(SUPPLIED TEXT):
★ ★ ★ ★

The current low rates on the country’s debt were caused by temporary
factors that are already beginning to fade. One factor was the economic
crisis itself, which caused panicked investors around the world to plow
their money into the comparative safety of Treasury bills and notes.
Even though the United States was the epicenter of the global crisis,
investors viewed Treasury securities as the least dangerous place to
park their money.

On top of that, the Fed used almost every tool in its arsenal to push
interest rates down even further. It cut the overnight federal funds
rate, the rate at which banks lend reserves to one another, to almost
zero. And to reduce longer-term rates, it bought more than $1.5 trillion
worth of Treasury bonds and government-guaranteed securities linked to
mortgages.

Those conditions are already beginning to change. Global investors are
shifting money into riskier investments like stocks and corporate bonds,
and they have been pouring money into fast-growing countries like Brazil
and China.

The Fed, meanwhile, is already halting its efforts at tamping down
long-term interest rates. Fed officials ended their $300 billion program
to buy up Treasury bonds last month, and they have announced plans to
stop buying mortgage-backed securities by the end of next March.

Eventually, though probably not until at least mid-2010, the Fed will
also start raising its benchmark interest rate back to more historically
normal levels.

The United States will not be the only government competing to refinance
huge debt. Japan, Germany, Britain and other industrialized countries
have even higher government debt loads, measured as a share of their
gross domestic product, and they too borrowed heavily to combat the
financial crisis and economic downturn. As the global economy recovers
and businesses raise capital to finance their growth, all that new
government debt is likely to put more upward pressure on interest rates.

Even a small increase in interest rates has a big impact. An increase of
one percentage point in the Treasury’s average cost of borrowing would
cost American taxpayers an extra $80 billion this year — about equal to
the combined budgets of the Department of Energy and the Department of
Education.

But that could seem like a relatively modest pinch. Alan Levenson, chief
economist at T. Rowe Price, estimated that the Treasury’s tab for debt
service this year would have been $221 billion higher if it had faced
the same interest rates as it did last year.

The White House estimates that the government will have to borrow about
$3.5 trillion more over the next three years. On top of that, the
Treasury has to refinance, or roll over, a huge amount of short-term
debt that was issued during the financial crisis. Treasury officials
estimate that about 36 percent of the government’s marketable debt —
about $1.6 trillion — is coming due in the months ahead.

To lock in low interest rates in the years ahead, Treasury officials are
trying to replace one-month and three-month bills with 10-year and
30-year Treasury securities. That strategy will save taxpayers money in
the long run. But it pushes up costs drastically in the short run,
because interest rates are higher for long-term debt.

Adding to the pressure, the Fed is set to begin reversing some of the
policies it has been using to prop up the economy. Wall Street firms
advising the Treasury recently estimated that the Fed’s purchases of
Treasury bonds and mortgage-backed securities pushed down long-term
interest rates by about one-half of a percentage point. Removing that
support could in itself add $40 billion to the government’s annual tab
for debt service.

This month, the Treasury Department’s private-sector advisory committee
on debt management warned of the risks ahead.

“Inflation, higher interest rate and rollover risk should be the primary
concerns,” declared the Treasury Borrowing Advisory Committee, a group
of market experts that provide guidance to the government, on Nov. 4.

“Clever debt management strategy,” the group said, “can’t completely
substitute for prudent fiscal policy.”

★ ★ ★ ★

Photo-based point labeling data
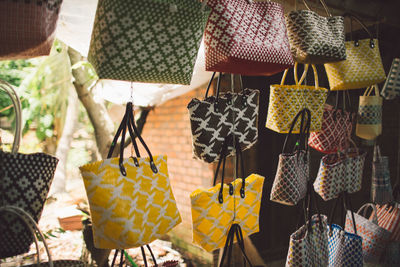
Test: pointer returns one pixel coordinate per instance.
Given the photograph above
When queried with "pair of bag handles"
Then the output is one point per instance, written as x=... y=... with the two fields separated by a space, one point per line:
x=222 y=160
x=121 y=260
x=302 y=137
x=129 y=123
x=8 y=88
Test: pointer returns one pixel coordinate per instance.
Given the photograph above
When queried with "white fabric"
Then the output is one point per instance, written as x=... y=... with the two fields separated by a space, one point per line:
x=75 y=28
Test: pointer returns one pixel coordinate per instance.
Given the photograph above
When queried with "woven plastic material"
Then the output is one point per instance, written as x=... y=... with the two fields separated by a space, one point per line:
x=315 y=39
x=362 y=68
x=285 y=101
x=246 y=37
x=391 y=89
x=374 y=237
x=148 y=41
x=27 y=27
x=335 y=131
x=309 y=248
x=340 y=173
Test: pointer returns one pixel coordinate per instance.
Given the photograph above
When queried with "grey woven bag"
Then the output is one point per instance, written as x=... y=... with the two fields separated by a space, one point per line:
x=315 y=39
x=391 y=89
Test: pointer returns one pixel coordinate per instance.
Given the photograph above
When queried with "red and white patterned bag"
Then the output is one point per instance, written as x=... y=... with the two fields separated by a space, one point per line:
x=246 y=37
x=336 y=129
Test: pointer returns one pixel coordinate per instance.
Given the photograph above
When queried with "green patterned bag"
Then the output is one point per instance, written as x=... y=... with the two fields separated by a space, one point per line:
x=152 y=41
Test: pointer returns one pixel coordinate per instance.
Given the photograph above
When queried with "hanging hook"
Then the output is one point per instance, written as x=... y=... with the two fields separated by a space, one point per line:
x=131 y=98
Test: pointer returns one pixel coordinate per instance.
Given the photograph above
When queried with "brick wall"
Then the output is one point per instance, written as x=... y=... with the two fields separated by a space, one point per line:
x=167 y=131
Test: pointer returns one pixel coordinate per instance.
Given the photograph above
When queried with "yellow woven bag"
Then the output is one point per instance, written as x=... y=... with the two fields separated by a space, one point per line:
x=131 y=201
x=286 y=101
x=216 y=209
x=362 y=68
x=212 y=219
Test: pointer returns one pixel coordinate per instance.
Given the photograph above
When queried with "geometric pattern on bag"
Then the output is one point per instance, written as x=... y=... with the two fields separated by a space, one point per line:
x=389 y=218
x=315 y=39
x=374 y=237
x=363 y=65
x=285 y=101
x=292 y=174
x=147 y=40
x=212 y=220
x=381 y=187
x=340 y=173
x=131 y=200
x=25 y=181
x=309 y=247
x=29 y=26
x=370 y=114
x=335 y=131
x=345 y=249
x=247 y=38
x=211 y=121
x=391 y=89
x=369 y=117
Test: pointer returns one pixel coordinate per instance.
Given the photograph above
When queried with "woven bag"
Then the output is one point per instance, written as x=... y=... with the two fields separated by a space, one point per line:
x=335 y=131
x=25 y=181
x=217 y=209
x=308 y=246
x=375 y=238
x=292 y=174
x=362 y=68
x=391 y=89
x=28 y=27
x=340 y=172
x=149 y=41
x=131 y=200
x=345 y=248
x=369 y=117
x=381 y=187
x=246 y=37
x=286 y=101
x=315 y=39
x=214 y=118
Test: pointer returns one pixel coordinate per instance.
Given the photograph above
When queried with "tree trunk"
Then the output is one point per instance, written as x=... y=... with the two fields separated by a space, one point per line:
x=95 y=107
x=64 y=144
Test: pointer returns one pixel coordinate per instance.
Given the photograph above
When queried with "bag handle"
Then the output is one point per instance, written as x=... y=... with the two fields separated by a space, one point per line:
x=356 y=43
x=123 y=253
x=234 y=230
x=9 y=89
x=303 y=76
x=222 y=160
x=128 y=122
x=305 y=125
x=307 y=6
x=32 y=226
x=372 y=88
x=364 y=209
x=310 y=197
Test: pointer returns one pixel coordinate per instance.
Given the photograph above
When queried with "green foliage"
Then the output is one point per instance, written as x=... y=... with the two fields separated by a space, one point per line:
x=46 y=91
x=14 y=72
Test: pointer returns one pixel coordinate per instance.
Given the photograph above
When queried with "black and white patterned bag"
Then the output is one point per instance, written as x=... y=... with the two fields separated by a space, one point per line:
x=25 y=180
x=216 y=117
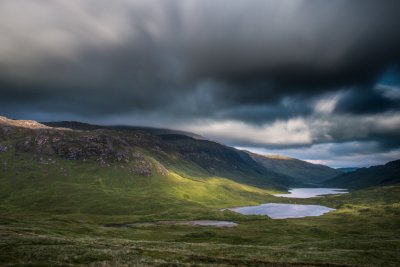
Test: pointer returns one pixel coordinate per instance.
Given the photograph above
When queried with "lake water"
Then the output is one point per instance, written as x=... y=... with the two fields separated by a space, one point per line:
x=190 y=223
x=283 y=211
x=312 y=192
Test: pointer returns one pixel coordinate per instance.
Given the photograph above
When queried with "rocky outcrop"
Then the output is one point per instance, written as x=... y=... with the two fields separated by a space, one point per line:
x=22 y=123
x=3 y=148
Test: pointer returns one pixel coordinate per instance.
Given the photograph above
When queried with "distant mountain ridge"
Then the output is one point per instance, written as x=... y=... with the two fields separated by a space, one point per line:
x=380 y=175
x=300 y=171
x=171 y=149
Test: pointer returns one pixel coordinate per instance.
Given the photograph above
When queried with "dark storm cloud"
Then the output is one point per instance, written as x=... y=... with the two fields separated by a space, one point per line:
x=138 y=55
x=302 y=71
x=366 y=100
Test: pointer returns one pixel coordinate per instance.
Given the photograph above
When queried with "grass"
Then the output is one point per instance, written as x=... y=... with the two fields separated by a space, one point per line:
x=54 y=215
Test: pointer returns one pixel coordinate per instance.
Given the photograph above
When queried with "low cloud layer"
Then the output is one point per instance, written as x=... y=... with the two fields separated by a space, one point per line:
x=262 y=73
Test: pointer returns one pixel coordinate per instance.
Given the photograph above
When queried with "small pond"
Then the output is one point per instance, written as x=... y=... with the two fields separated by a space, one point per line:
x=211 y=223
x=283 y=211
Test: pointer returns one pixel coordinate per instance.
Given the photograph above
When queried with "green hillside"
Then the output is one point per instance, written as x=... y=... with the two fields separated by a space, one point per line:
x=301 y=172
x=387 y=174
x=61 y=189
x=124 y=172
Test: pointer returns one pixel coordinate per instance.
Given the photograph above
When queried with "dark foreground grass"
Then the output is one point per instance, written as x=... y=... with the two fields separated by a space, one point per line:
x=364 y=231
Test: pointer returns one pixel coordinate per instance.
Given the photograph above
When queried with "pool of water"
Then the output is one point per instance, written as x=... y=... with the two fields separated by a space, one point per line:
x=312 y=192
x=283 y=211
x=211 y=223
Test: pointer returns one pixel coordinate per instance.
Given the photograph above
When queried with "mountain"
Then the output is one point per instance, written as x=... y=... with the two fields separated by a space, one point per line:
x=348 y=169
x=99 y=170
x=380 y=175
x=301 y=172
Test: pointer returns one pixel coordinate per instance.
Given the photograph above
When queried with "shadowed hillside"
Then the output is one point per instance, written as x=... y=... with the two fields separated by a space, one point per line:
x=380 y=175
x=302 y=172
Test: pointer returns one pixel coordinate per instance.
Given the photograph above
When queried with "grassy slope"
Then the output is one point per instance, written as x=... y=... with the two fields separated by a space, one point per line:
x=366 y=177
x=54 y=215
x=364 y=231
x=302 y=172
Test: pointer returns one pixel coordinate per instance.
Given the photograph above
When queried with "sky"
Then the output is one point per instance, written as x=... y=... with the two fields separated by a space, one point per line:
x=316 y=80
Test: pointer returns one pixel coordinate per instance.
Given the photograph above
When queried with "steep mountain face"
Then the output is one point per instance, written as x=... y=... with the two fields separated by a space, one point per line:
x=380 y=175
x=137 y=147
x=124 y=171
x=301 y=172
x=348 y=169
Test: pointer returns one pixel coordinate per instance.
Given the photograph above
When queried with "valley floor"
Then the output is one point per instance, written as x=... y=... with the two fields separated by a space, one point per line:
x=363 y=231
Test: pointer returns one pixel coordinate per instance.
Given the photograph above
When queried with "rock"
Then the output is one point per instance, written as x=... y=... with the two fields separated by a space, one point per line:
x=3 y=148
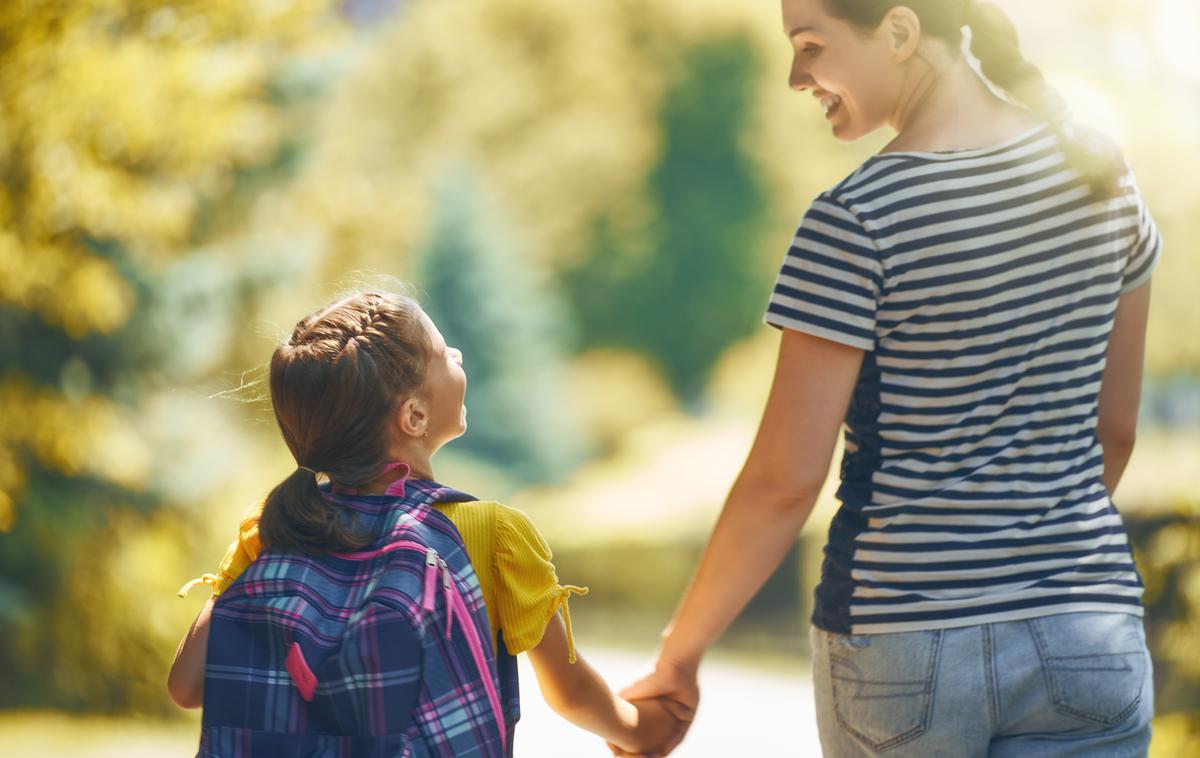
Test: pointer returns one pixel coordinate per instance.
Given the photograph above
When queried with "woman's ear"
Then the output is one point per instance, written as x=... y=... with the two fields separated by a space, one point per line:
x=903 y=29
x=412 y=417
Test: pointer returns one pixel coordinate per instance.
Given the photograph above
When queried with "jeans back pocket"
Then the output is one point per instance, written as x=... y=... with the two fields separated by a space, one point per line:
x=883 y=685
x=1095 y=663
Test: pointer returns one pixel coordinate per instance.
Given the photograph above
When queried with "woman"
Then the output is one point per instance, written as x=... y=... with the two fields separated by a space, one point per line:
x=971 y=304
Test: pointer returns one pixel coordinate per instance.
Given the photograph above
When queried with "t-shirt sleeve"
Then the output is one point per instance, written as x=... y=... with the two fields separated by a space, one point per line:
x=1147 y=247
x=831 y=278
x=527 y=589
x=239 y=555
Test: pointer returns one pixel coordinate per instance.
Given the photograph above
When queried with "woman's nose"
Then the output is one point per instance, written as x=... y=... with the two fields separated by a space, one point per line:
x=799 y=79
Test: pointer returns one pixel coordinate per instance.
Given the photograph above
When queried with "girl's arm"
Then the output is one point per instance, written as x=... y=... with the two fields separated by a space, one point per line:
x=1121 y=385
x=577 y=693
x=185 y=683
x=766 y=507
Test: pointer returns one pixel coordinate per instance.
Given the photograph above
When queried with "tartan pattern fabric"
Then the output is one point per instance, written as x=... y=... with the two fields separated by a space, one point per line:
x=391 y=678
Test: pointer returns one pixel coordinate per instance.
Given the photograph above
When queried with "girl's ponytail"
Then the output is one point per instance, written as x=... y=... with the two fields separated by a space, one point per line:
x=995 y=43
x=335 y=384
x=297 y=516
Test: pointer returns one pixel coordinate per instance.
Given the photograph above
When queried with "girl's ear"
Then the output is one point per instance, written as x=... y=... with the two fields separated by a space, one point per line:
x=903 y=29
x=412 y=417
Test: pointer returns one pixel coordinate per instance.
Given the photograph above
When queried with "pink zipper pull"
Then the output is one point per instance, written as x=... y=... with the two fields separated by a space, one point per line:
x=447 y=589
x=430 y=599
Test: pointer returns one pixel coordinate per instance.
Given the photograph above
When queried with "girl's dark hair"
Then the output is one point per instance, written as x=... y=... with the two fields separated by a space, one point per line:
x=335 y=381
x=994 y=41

★ ★ ★ ★

(TASK INSTRUCTIONS):
- A) According to the passage on government debt, what share of the government's marketable debt do Treasury officials estimate is coming due in the months ahead?
- B) Transcribe the passage on government debt from "Adding to the" up to and including "for debt service.".

(EXERCISE ANSWERS):
- A) About 36 percent, or about $1.6 trillion.

- B)
Adding to the pressure, the Fed is set to begin reversing some of the
policies it has been using to prop up the economy. Wall Street firms
advising the Treasury recently estimated that the Fed’s purchases of
Treasury bonds and mortgage-backed securities pushed down long-term
interest rates by about one-half of a percentage point. Removing that
support could in itself add $40 billion to the government’s annual tab
for debt service.